**Set problem**
Rewrite all of the data below, replacing every "mark the" with "place a pin on the" and changing nothing else. Leave the pictures out of your answer.

━━━ Listed records

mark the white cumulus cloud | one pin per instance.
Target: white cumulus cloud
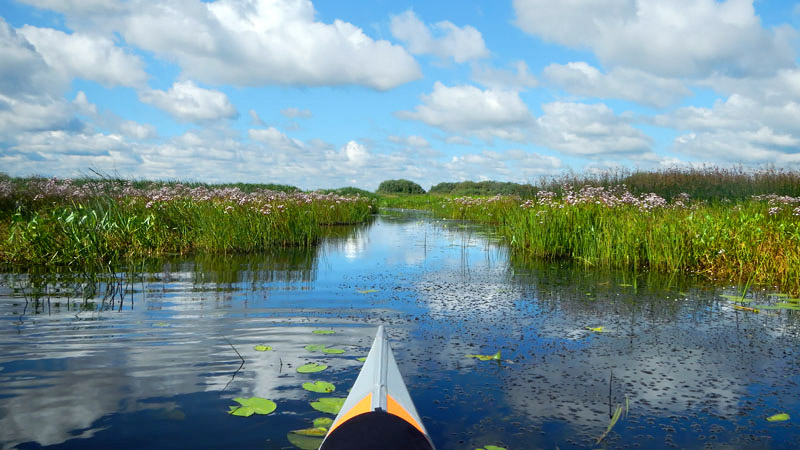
(443, 39)
(620, 83)
(256, 42)
(190, 103)
(470, 110)
(589, 130)
(668, 38)
(91, 57)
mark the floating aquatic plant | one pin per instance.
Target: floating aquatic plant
(319, 386)
(253, 405)
(311, 368)
(325, 422)
(330, 405)
(495, 357)
(332, 351)
(304, 442)
(323, 349)
(611, 424)
(782, 417)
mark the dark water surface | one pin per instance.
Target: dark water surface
(155, 370)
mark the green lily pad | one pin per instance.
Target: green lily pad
(325, 422)
(304, 442)
(495, 357)
(330, 405)
(319, 386)
(782, 417)
(253, 405)
(311, 368)
(316, 431)
(787, 305)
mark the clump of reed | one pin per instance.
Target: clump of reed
(710, 183)
(66, 223)
(754, 240)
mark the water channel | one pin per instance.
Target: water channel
(149, 358)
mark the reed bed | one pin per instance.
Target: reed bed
(61, 222)
(756, 240)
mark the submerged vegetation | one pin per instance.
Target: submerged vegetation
(65, 222)
(748, 236)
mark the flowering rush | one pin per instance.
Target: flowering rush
(263, 201)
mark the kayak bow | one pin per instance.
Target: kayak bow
(378, 413)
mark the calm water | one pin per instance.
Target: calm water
(156, 370)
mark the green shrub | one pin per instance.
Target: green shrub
(400, 186)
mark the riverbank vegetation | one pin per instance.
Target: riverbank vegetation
(97, 221)
(732, 228)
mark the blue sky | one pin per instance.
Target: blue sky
(341, 92)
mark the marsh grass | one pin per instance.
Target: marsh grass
(755, 239)
(59, 222)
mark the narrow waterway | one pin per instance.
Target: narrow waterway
(149, 357)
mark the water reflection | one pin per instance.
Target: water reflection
(142, 357)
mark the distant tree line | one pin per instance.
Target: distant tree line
(484, 188)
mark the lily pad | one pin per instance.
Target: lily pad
(323, 422)
(611, 424)
(253, 405)
(330, 405)
(311, 368)
(332, 351)
(782, 417)
(745, 308)
(787, 305)
(495, 357)
(319, 386)
(304, 442)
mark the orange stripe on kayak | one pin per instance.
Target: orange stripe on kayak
(398, 410)
(363, 406)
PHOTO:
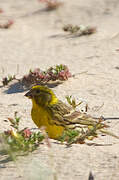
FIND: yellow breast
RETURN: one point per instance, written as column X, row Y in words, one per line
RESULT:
column 41, row 117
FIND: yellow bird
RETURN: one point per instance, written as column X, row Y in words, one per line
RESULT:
column 53, row 114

━━━━━━

**Solution for this problem**
place a pin on the white cumulus cloud | one pin per instance.
Target: white cumulus cloud
(443, 39)
(620, 83)
(256, 42)
(190, 103)
(470, 110)
(589, 130)
(668, 38)
(91, 57)
place a pin on the floating aquatic plant | one pin per instance.
Target: floating aquatic plant
(319, 386)
(253, 405)
(311, 368)
(325, 422)
(330, 405)
(495, 357)
(332, 351)
(304, 442)
(323, 349)
(611, 424)
(782, 417)
place a pin on the dark water surface | one pin per instance.
Target: dark water surface
(155, 370)
place a pin on the green lily pad | one pin per instance.
Target: green lily pad
(325, 422)
(304, 442)
(495, 357)
(330, 405)
(319, 386)
(782, 417)
(253, 405)
(311, 368)
(316, 431)
(787, 305)
place a pin on the clump of reed | one pin per instance.
Target: clump of reed
(710, 183)
(66, 223)
(754, 240)
place a pin on the water channel | one pin per instance.
Target: water channel
(149, 358)
place a pin on the reed bed | one pin per instance.
Target: reed bed
(61, 222)
(756, 240)
place a pin on the submerged vegetation | one pin per instance.
Target: submerged vegetation
(65, 222)
(748, 236)
place a pin on the flowering rush | one pin per instance.
Target: flowering rush
(263, 201)
place a pin on the kayak bow | one pin per instance.
Target: kayak bow
(378, 413)
place a pin on the calm water | one pin per instance.
Target: calm water
(156, 370)
place a pin on the green shrub | one pin per instance.
Target: green shrub
(400, 186)
place a pin on the riverbank vegetation | one pin per instance.
Target: riverbank vegetation
(97, 221)
(732, 228)
place a pin on the blue sky | one pin per instance.
Target: blue sky
(341, 92)
place a pin on the marsh grass | one pin per instance.
Target: marsh grass
(755, 239)
(59, 222)
place a pin on the narrow waterway | one pin per instance.
Target: narrow waterway
(149, 357)
place a pin on the water reflection | one pin per instance.
Target: water reflection
(142, 357)
place a pin on the distant tree line | one pin per instance.
Target: distant tree line
(484, 188)
place a pin on the lily pad | one pin per instance.
Target: lily pad
(323, 422)
(611, 424)
(253, 405)
(330, 405)
(311, 368)
(332, 351)
(782, 417)
(745, 308)
(787, 305)
(495, 357)
(319, 386)
(304, 442)
place a pin on the orange stripe on kayak | one pin per instance.
Target: orange stripe on kayak
(398, 410)
(363, 406)
PHOTO:
FIND: yellow breast
RETURN: one point per instance, written as column X, row Y in words, one per line
RESULT:
column 41, row 117
FIND: yellow bird
RETURN: one point per instance, written as column X, row Y in words, one per line
RESULT:
column 53, row 114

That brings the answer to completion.